═══ Data to use

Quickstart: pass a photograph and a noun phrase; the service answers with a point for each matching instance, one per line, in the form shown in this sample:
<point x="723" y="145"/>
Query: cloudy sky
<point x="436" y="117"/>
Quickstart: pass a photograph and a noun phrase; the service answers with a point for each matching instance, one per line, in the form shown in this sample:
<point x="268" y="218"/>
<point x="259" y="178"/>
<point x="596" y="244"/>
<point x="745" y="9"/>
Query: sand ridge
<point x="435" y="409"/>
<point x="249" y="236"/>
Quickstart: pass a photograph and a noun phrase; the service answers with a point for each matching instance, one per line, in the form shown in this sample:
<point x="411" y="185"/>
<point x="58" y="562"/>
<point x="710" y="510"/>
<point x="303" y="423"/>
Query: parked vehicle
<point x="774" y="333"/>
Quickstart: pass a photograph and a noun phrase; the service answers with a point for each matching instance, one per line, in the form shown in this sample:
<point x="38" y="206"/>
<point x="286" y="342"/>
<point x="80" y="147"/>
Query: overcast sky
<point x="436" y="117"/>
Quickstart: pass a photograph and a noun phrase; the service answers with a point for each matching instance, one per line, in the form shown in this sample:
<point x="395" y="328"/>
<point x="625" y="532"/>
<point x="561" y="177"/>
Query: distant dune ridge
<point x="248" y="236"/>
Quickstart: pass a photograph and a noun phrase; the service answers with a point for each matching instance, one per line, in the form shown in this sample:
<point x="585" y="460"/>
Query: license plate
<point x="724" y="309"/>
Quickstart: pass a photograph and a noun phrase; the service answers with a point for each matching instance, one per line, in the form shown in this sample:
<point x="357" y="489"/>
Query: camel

══════

## The task
A verbatim output of all the data above is needed.

## Answer box
Quickstart: pass a photograph and a noun phrase; the service answers with a point for each matching instance, one per line, in the form shown in this sample:
<point x="723" y="145"/>
Query: cloudy sky
<point x="436" y="117"/>
Quickstart: pass a photograph and a noun phrase; the service answers with a point for each matching instance, one per line, in the form shown in this sample:
<point x="268" y="218"/>
<point x="259" y="178"/>
<point x="596" y="244"/>
<point x="745" y="9"/>
Query: sand ridge
<point x="435" y="409"/>
<point x="249" y="236"/>
Quickstart: pass a photograph and a noun phrase; the service answers with a point for each matching instance, one per line, in the form shown in this sample:
<point x="411" y="185"/>
<point x="58" y="562"/>
<point x="710" y="510"/>
<point x="303" y="423"/>
Query: parked vehicle
<point x="774" y="333"/>
Quickstart: pass a photograph and a noun phrase; the service answers with a point for each matching instance, one per line, in the form shown in this sample:
<point x="38" y="206"/>
<point x="286" y="342"/>
<point x="80" y="147"/>
Query: overcast sky
<point x="436" y="117"/>
Quickstart: pass a photograph and a noun phrase; the service answers with a point for each matching instance, one per line, in the form shown in this sample:
<point x="395" y="328"/>
<point x="625" y="532"/>
<point x="561" y="177"/>
Query: distant dune ridge
<point x="248" y="236"/>
Quickstart: pass a photograph and a noun phrase; the service answers with a point for each matching instance, one per line, in the form shown in this sample:
<point x="585" y="460"/>
Query: license plate
<point x="724" y="309"/>
Quickstart: pass a photograph and a noun phrase; the service answers with a point for each matching instance, one per line, in the form shown in this sample:
<point x="357" y="489"/>
Query: camel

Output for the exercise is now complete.